» YOUR GOAL: Rewrite every item below, replacing "Would you point out" with "Please mark" and changing nothing else. Leave the pictures out of your answer.

» DATASET RECORDS:

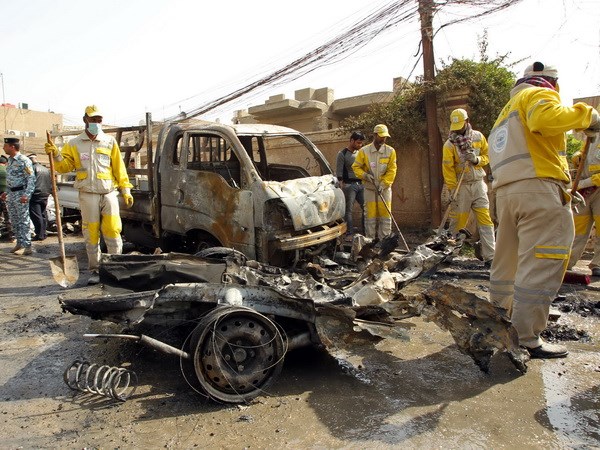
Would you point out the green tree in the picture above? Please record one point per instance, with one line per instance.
(487, 85)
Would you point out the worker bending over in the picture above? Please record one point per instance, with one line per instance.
(99, 171)
(465, 153)
(375, 164)
(589, 214)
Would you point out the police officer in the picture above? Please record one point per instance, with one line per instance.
(39, 198)
(5, 226)
(20, 181)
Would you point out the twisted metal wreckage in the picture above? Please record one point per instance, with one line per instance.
(247, 315)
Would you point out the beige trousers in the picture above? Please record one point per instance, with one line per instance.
(535, 232)
(100, 213)
(378, 222)
(473, 196)
(584, 218)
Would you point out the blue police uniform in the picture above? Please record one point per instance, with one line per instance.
(20, 181)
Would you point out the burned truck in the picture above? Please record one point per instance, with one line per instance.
(264, 190)
(241, 317)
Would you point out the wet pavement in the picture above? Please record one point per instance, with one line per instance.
(420, 393)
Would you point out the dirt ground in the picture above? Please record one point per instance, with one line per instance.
(421, 393)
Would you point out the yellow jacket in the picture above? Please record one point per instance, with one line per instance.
(379, 163)
(591, 168)
(98, 164)
(528, 139)
(453, 166)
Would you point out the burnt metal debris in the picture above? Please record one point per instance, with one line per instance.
(246, 315)
(117, 383)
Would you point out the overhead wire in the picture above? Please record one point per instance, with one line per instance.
(337, 49)
(332, 51)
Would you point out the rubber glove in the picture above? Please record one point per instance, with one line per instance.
(472, 158)
(576, 199)
(128, 199)
(51, 149)
(594, 127)
(586, 182)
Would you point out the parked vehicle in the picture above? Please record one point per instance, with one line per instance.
(264, 190)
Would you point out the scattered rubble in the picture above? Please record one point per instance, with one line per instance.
(246, 315)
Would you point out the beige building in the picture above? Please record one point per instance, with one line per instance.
(318, 114)
(28, 125)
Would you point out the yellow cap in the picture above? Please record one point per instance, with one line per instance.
(92, 111)
(458, 117)
(538, 69)
(381, 130)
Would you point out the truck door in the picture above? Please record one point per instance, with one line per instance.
(212, 193)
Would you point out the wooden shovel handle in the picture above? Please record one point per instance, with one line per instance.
(584, 153)
(56, 204)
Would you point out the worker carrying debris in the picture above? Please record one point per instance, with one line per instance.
(533, 202)
(100, 171)
(588, 214)
(376, 164)
(465, 153)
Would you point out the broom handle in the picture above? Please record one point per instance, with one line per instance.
(61, 244)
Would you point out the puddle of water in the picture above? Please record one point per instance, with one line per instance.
(572, 399)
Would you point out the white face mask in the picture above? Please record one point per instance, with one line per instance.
(94, 128)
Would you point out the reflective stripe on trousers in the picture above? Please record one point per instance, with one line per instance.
(100, 214)
(534, 237)
(378, 222)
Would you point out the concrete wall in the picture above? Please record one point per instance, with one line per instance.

» RESPONSE:
Please mark the green tree in the picture above? Please record one point per instance, with one line per instance.
(487, 85)
Please mark the worker bending over in the picture above? Please record one point per instance, with one line per instance.
(99, 171)
(465, 153)
(375, 164)
(589, 214)
Please mark the police officer in the picture above? Please record one point per instance, with one line per instance.
(39, 198)
(5, 226)
(20, 181)
Please mark the twisted metal wreckage in the picture above? Please record one point per instance, with one line per instance.
(247, 315)
Please mark the beige trousers in the picture above? Please record one point per instance, with one line per instance.
(535, 232)
(100, 213)
(378, 222)
(473, 196)
(584, 218)
Please mark the blue police uniform in the picture above? Please record one point per instance, with one line per instance.
(20, 181)
Please mark the burned truck in the picture above? Please record one point per instance, with one line per instance.
(264, 190)
(241, 317)
Please mark the wet pavement in the picture above? Please record one point per instance, with one line per instance.
(420, 393)
Please mark the dirt ground in the picture above? Please record one point per instance, with one line per instance.
(421, 393)
Please mark the yellow jacket in the picture above? Please record one point per instance, with one line per instance.
(379, 163)
(591, 168)
(98, 164)
(528, 139)
(453, 166)
Please mark the burnt metal debris in the picture above? Please record one point per instance, with one line per instance.
(246, 315)
(117, 383)
Please mark the overhead wire in the picture above? Please record one point per instance, with one line per instance.
(337, 49)
(332, 51)
Please mark the rubber glove in the picture above? Please record one point per instance, with one line per instance.
(472, 158)
(576, 199)
(128, 199)
(51, 149)
(594, 127)
(586, 182)
Please mark the parked vehicle in the picture above? Please record one point per instance, with one line per instance.
(264, 190)
Please mark the scattered rubble in the picture above? Please record one point per instance, with one line per instance.
(246, 315)
Please mark the beige building in the picture above? Please record one point per instance, with one line per instance.
(318, 114)
(28, 125)
Please mark the yellow cap in the picture above? Please record one point per instance, with one line per instance.
(92, 111)
(458, 117)
(538, 69)
(381, 130)
Please mark the truck door in the picture above? Please record one point per instance, with one line per instance.
(212, 193)
Please mark the wooden shovel handle in the picture above? Please record one point per instance, with one line per instance.
(584, 153)
(56, 204)
Please mark the worker carrying debris in the picture above? Please record one point per instance, with one line per instance.
(533, 202)
(100, 171)
(588, 214)
(376, 164)
(465, 153)
Please mark the broom handle in the picture above? Please record one point per instance, with one line per instance.
(61, 244)
Please mark the puddle of water in the picture above? Please record one point per instance, with one line per instance.
(572, 399)
Please mark the white face mask in the picture above? Please record one point per instance, with one line per instance.
(94, 128)
Please mark the reflective stripe on trousers in the picture above? Please record one point per instance, with one line per instance.
(100, 214)
(534, 237)
(378, 222)
Please mark the concrete wall in the picture above? Please record one point per instance, with one line per instance.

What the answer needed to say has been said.